── Given data

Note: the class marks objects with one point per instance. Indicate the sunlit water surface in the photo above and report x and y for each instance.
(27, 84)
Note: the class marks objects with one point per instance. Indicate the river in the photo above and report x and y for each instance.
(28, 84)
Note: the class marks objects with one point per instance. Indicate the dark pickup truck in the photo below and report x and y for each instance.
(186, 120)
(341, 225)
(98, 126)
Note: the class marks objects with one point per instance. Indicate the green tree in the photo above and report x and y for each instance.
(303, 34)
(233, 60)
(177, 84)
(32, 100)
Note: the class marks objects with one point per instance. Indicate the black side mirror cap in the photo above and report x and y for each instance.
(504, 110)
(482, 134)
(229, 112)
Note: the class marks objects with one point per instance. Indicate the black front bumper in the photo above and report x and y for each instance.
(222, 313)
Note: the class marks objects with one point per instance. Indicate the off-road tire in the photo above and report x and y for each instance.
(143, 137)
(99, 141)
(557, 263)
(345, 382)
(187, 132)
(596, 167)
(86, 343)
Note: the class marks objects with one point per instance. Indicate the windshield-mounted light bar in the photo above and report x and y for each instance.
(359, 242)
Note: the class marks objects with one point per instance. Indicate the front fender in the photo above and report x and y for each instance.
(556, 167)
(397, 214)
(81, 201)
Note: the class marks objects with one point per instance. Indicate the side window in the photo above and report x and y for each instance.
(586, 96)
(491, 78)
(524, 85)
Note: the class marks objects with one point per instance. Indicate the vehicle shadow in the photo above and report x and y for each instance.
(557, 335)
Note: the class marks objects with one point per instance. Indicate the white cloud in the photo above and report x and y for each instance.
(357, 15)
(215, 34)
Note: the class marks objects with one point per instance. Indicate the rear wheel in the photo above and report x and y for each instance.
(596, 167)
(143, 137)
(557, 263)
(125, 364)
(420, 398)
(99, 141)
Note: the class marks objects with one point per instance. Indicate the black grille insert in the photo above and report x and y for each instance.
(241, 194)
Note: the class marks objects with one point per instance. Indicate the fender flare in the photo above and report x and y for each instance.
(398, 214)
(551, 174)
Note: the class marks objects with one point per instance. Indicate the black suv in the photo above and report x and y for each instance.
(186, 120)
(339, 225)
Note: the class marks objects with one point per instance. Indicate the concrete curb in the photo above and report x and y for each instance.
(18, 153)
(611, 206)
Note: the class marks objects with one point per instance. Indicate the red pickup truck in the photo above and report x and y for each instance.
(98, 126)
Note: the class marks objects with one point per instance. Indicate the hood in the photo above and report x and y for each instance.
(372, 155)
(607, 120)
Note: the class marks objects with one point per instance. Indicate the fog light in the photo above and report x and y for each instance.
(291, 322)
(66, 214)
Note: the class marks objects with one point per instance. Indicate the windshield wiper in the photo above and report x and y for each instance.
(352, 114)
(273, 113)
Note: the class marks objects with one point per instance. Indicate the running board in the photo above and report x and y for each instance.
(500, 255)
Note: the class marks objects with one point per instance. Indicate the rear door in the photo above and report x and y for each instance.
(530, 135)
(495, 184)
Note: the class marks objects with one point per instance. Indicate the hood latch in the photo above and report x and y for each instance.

────

_Task objective_
Repeat the listing exactly, leaving nothing out.

_Output for this task_
Note: the class marks objects with one point per instance. Indicate the sunlit water surface in the photo above and report x and y for each instance.
(27, 84)
Note: the class marks objects with one point per instance. Indicate the river in the photo above and report x and y for each instance.
(28, 84)
Note: the class marks objects with one point per instance. Indicate the dark pickup truck in the photo below and report x and y for each instance.
(186, 120)
(341, 225)
(98, 126)
Note: the class marks objects with one point per instance. Indicate the green tree in the photo above and report x and y for each instance.
(303, 34)
(233, 60)
(177, 84)
(32, 100)
Note: the class marks objects with one point per instance. Indicate the black side mirror cap in the photo above and report x and y for each instance.
(504, 110)
(482, 134)
(229, 112)
Note: the class marks objects with one point per instance. Indicate the black front bumper in the photo above and report x and y for each instance.
(222, 313)
Note: the class marks objects with one point per instance. Indicate the off-road tire in the photo above and report x and y for each instance.
(143, 137)
(99, 141)
(557, 263)
(345, 382)
(187, 132)
(596, 167)
(86, 343)
Note: the class marks objects with one point per instance. Indicate the windshield-mounted light bar in the photo above and report x and y for each instance.
(359, 242)
Note: the class marks objects with one point per instance. Indicate the front fender in the photo above and report x and y for each instance.
(556, 167)
(397, 214)
(81, 201)
Note: the class marks objects with one point per instance. Indicate the side window in the photo above and report x and y for each instance.
(586, 96)
(491, 78)
(524, 85)
Note: the class marks objects with one point per instance. Indicate the vehicle shadow in the photo above and report x and y for each instance.
(557, 335)
Note: the class marks objects with one point per instance. Indicate the white cloud in the photo above and report x and y for each instance.
(357, 15)
(215, 34)
Note: the class marks objects with one point per instance. Indicate the rear wheel in the photo above and report x and y for each instance.
(596, 167)
(143, 137)
(557, 263)
(125, 364)
(420, 398)
(99, 141)
Note: the class marks objects with one point per instance. Indicate the black grille insert in the photo above and report x and y for each instance.
(241, 194)
Note: the class marks objects with one point per instance. Indicate the fender flare in the photo above and report x and y for each instance.
(398, 214)
(551, 174)
Note: the class marks objects with one point per instance. Indicate the black suv in the photo above and report x and y for each instance.
(186, 120)
(339, 225)
Note: the class marks objects with one point per instance. Indicate the concrete curb in the photo above and report x and y for each instance.
(18, 153)
(611, 206)
Note: the class marks objects with one point per instance. Indicate the red pickup truck in the photo above and report x and y for each instance.
(98, 126)
Note: the class marks objects with one point per instance. Indicate the hood in the photo above and report x and y for each instance.
(372, 155)
(607, 120)
Note: the class marks objects with one point per instance. Indicate the fog light in the photo above and report x and y for each instance.
(291, 322)
(66, 214)
Note: the class marks objects with one point per instance. Indicate the windshield wiper in the photo above and report x and y for each instance.
(352, 114)
(273, 113)
Note: the class marks objects with one point per instance. Indicate the running board in the photo above and report x and y for each instance.
(500, 255)
Note: the class marks objects with one point per instance. Indicate the rear door in the photo above and report x and y for each instance.
(530, 135)
(495, 184)
Note: the class marks objects with one point per instance. Indicate the hood latch in the photo above and report x and y for each instance.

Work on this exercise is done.